━━ Raw data
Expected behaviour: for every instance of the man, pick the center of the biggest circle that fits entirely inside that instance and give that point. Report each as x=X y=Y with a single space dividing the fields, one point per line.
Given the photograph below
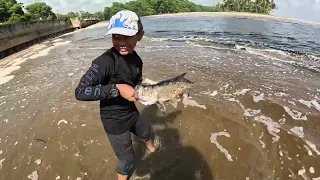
x=111 y=79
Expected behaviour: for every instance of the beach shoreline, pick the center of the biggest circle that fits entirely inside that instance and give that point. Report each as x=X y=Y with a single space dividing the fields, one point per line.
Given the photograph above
x=237 y=14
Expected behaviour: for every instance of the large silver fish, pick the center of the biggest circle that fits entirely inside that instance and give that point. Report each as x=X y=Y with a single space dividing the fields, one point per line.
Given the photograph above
x=169 y=90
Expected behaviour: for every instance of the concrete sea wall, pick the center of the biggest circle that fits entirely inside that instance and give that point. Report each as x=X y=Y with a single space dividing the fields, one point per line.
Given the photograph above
x=14 y=37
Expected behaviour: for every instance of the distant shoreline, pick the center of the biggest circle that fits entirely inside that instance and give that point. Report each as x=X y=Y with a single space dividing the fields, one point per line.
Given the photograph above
x=238 y=14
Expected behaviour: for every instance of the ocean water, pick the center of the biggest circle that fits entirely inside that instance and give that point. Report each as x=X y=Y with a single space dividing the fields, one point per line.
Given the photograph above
x=253 y=112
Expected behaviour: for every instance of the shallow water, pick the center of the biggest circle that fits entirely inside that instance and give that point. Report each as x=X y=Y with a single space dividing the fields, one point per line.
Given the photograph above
x=253 y=114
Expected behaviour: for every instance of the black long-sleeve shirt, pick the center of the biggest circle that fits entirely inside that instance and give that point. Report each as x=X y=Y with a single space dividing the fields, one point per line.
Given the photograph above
x=117 y=114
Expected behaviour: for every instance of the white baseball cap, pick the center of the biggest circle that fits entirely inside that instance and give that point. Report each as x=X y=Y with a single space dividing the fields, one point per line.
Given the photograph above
x=124 y=22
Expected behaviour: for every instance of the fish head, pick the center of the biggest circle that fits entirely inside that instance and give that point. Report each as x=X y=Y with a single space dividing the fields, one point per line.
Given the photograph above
x=147 y=95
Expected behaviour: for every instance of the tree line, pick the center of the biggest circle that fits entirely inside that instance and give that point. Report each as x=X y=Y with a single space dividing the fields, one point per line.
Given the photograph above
x=252 y=6
x=11 y=11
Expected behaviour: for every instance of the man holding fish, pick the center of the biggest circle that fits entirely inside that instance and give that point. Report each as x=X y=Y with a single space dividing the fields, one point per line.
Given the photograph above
x=115 y=79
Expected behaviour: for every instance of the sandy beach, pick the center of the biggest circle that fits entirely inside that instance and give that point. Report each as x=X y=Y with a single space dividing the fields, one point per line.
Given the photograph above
x=254 y=110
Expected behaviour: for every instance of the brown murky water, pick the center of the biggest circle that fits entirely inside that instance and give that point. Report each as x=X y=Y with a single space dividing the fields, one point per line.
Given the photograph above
x=249 y=117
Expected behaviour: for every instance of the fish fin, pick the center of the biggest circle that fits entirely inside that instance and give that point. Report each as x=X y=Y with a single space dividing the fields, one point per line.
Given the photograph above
x=162 y=107
x=174 y=102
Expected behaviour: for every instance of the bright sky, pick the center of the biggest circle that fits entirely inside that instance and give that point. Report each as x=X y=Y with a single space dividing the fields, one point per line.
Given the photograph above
x=298 y=9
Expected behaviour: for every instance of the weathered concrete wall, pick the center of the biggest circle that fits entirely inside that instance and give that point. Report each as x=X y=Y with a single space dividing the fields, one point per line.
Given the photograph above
x=13 y=37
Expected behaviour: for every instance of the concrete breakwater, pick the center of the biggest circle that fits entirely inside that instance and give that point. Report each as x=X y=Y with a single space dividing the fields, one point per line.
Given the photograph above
x=14 y=37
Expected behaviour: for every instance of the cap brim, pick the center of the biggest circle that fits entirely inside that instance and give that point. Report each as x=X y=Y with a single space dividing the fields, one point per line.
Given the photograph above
x=122 y=31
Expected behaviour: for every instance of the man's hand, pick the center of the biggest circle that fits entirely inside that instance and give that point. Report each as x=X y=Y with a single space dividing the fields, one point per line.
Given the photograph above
x=127 y=92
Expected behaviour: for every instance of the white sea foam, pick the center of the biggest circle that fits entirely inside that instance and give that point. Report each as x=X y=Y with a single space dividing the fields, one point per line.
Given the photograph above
x=307 y=103
x=313 y=147
x=213 y=139
x=241 y=92
x=62 y=121
x=296 y=115
x=187 y=101
x=315 y=104
x=258 y=98
x=298 y=131
x=1 y=161
x=34 y=175
x=251 y=112
x=272 y=127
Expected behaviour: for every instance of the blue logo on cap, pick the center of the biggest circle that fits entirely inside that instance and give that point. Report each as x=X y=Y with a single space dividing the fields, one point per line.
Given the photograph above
x=121 y=24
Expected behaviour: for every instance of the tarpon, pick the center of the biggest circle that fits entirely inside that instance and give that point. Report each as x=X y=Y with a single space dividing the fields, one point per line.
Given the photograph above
x=169 y=90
━━━━
What you need to do
Rewrite all of the records above with "biggest circle" switched to "largest circle" everywhere and nothing else changed. Leave the pictures out of your answer.

Output for this exercise
Expected behaviour: for every instance of the man, pick the center of the largest circle that fits entirely inside that instance and give that point. Report each as x=X y=Y with a single space dividing the fields, one point per line.
Given the photograph below
x=111 y=79
Expected behaviour: for every instance of the beach shoreline, pick the center of the largest circle that fits entirely inside that instance and give that point. Report each as x=X y=Y with a single space dividing the fields, one point per line.
Given the photograph above
x=237 y=14
Expected behaviour: for every instance of the large silver fish, pick the center of the largest circle that fits entirely inside that instance and give that point. Report each as x=X y=Y with a single space dividing the fields, one point per line.
Given the photograph above
x=169 y=90
Expected behaviour: for every instance of the concrete sea wall, pick the center of the largest circle that fits entirely inside that instance and give that point. Report each as x=X y=Y with a single space dividing the fields, one point per line.
Given the photograph above
x=14 y=37
Expected behaviour: for every instance of the distant shoreline, pick the center of the largest circle that fits entirely inside that instance and give that point. Report each as x=X y=Y with a single space dividing the fields, one point per line.
Given the photograph above
x=238 y=14
Expected behaviour: for every instance of the ocean water, pick the center of the largest circle that fits entirely inside that instance and give that point. Report each as x=X y=Y with a single space dividing the fields, one point per line.
Given the photograph above
x=253 y=112
Expected behaviour: for every instance of the shallow water, pick the center of the largest circle that fits entirely inside that instance and give that point. Report each as x=X y=Y with a single space dividing the fields, one point per line.
Given the photograph above
x=253 y=114
Expected behaviour: for every instance of the black long-sleeve shirt, pick the center of the largest circle that fits entirely inside that instance and give that point. Report each as x=X y=Y with a single space dividing the fields, one point per line.
Given the photograph above
x=117 y=114
Expected behaviour: for every instance of the white baseball cap, pick the center of the largest circle that fits entirely inside that instance and give that point. Report each as x=X y=Y with a single space dividing the fields, one point per line.
Given the photograph above
x=124 y=22
Expected behaviour: for every instance of the fish head, pick the center of the largest circle that fits entirely inside that instance and give that point. Report each as x=X y=Y with a single space dividing the fields, one point per line.
Given the photograph above
x=147 y=95
Expected behaviour: for every instance of the tree line, pick the center of the largest circle that fits entirely inside that instance and give that point. Report each as x=X y=Y with a single space dividing the fields, one point per line.
Given the photograph above
x=252 y=6
x=11 y=11
Expected behaviour: for every instance of the man holding fish, pick the center of the largest circle that fits entirely inside that instance and give that point. Report each as x=X y=Y with a single space dividing the fields, one point per line.
Given the photograph above
x=115 y=79
Expected behaviour: for every instance of the sandy beach, pick the center of the largest circle that fits entirely inside that instance and give that point. Report each as x=X y=Y with a single space dividing the fields, one point per line.
Given the photograph above
x=254 y=110
Expected behaviour: for every instance of the brown murky water, pick the center of the largest circle that fits entirely inside that instance and give that point. Report each as x=X y=Y with a single space dividing the fields, one point per line.
Given the photograph above
x=249 y=117
Expected behaviour: for every instance of the fish fin, pick the center of the largest circle that fits entirely inside that instance and give that point. Report each as x=X y=Y with a single space dividing the fields, one point per line.
Given the photograph above
x=162 y=107
x=174 y=102
Expected behaviour: for every instance of the bright sky, pick the center of the largest circle that fits entirely inside that instance and give that point. Report each as x=X y=Y with a single space dividing the fields, one point per line.
Given the photograph above
x=298 y=9
Expected behaviour: for every instance of the weathered concrete wall, pick the center of the largest circle that fits entirely inside that instance and give that point. Report each as x=X y=Y with a single space dividing the fields, one point per line.
Given the photograph above
x=13 y=37
Expected behaviour: for every instance of the concrete breakwater, pick the center of the largest circle that fits entirely inside that instance and give that point. Report each as x=X y=Y with a single space dividing the fields, one point per line.
Given the photograph above
x=14 y=37
Expected behaviour: for every instance of the cap brim, pick the center of the largest circle that fits entirely inside that instance and give that point. Report each as x=X y=Y with a single space dividing the fields, one point per line.
Given the photograph above
x=122 y=31
Expected behaviour: for every instance of the man's hand, pick the center of the largest circle that fits entirely inside that instance and give that point. Report each as x=X y=Y with a single space dividing the fields, one point per line.
Given the photograph above
x=127 y=92
Expected behaviour: for every instance of the white sea foam, pick the center of the largest circle that fits entirely inside that instance and give that point. Report each as x=X y=Y with a single space dividing the fields, one point per line.
Given the photograph above
x=307 y=103
x=313 y=147
x=213 y=139
x=241 y=92
x=62 y=121
x=296 y=115
x=187 y=101
x=315 y=104
x=258 y=98
x=298 y=131
x=1 y=161
x=34 y=175
x=251 y=112
x=272 y=127
Expected behaviour: for every instance of the blue logo on cap, pick the center of the largest circle that fits entirely inside that instance and give that point. Report each as x=X y=Y with a single space dividing the fields, one point per line.
Given the photograph above
x=121 y=24
Expected behaviour: for every instance of the tarpon, pick the center of the largest circle that fits entirely inside that instance and give that point. Report each as x=X y=Y with a single space dividing the fields, one point per line.
Given the photograph above
x=169 y=90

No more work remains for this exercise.